GIVEN ENTRIES Block Start

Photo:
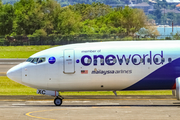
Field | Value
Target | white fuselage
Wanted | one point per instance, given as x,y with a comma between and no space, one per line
103,66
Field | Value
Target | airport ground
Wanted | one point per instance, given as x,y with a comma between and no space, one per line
123,107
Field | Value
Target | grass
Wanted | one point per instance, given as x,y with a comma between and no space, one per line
20,51
9,87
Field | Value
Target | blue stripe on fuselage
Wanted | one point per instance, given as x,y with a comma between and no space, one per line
161,79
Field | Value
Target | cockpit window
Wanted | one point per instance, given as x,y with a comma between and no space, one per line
29,59
41,60
36,60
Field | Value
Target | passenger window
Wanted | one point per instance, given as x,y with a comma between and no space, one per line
29,59
134,60
114,60
169,59
95,61
127,60
120,61
162,60
156,60
89,60
102,60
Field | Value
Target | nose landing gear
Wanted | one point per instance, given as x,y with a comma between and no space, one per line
58,100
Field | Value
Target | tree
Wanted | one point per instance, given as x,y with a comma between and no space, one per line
28,17
68,22
6,18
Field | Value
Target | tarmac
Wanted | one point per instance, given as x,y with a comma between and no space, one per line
104,107
90,108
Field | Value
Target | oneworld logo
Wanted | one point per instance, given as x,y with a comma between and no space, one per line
135,59
52,60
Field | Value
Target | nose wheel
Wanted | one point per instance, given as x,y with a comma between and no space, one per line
58,101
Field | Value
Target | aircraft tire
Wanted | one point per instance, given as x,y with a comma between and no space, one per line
58,101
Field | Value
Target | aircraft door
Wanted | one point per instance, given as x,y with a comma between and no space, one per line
69,65
24,75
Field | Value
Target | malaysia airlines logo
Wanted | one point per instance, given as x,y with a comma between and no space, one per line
135,59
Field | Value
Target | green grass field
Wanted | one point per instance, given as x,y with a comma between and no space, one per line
9,87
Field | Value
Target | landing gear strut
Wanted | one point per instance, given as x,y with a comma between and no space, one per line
58,100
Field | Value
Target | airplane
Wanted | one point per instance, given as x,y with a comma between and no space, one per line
102,66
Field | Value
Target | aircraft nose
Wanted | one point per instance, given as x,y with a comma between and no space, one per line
15,73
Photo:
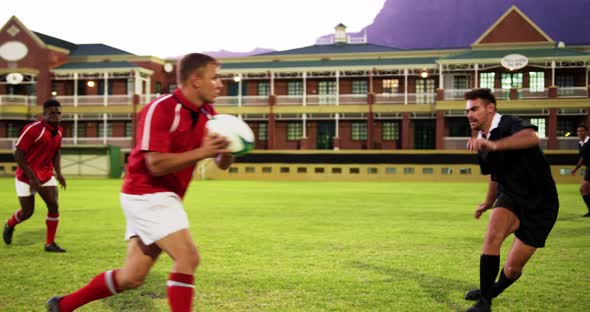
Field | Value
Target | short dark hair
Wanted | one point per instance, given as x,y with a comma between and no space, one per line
485,94
192,62
51,103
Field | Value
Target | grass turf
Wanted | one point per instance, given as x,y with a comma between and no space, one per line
299,246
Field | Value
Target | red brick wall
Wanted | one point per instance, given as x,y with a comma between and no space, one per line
345,134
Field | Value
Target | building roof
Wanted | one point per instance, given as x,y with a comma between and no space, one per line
97,49
422,61
335,48
529,53
56,42
96,65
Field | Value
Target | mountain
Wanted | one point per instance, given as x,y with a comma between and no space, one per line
439,24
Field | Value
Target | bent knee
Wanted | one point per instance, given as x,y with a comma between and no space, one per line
512,271
130,282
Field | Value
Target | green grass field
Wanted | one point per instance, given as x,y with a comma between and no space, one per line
299,246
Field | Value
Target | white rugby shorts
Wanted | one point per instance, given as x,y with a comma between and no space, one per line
24,189
153,216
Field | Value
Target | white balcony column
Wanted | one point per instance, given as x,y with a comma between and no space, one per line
336,124
552,73
304,88
75,130
104,124
240,90
75,89
370,80
148,88
405,86
272,83
304,120
137,83
337,89
476,68
105,92
440,77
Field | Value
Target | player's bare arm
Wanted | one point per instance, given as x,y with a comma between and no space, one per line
223,161
578,165
57,169
489,200
21,160
521,140
161,164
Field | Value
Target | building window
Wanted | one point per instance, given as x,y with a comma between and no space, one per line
390,131
13,130
564,84
540,123
537,81
359,130
326,92
425,92
294,131
461,82
486,80
511,80
263,88
458,127
128,128
566,127
81,130
101,126
294,88
390,86
262,131
359,87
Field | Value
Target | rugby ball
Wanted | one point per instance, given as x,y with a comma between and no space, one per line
235,130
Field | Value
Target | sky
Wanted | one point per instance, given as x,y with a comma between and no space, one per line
175,27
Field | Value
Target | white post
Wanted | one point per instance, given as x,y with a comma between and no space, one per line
105,92
337,89
137,84
272,83
476,67
240,90
337,132
304,88
552,73
104,124
440,77
405,86
148,88
75,90
304,119
75,129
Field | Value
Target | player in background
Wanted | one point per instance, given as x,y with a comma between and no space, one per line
38,156
171,139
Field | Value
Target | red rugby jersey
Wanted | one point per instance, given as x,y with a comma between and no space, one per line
39,141
165,125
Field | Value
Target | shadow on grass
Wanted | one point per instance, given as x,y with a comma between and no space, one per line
142,298
439,288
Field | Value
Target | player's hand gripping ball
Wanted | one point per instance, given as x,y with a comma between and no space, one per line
235,130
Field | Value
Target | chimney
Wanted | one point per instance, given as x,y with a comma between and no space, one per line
340,33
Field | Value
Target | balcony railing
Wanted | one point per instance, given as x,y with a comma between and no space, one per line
289,100
25,100
572,92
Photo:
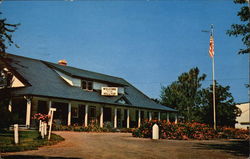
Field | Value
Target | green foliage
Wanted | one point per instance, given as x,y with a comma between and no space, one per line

GIVEN ENTRIES Block End

> [WHAT YOU ARE ASKED TO DO] Look through the data above. Find each line with the string "gear" and copy it.

> [PROBLEM SOLUTION]
Target | nose landing gear
Target | landing gear strut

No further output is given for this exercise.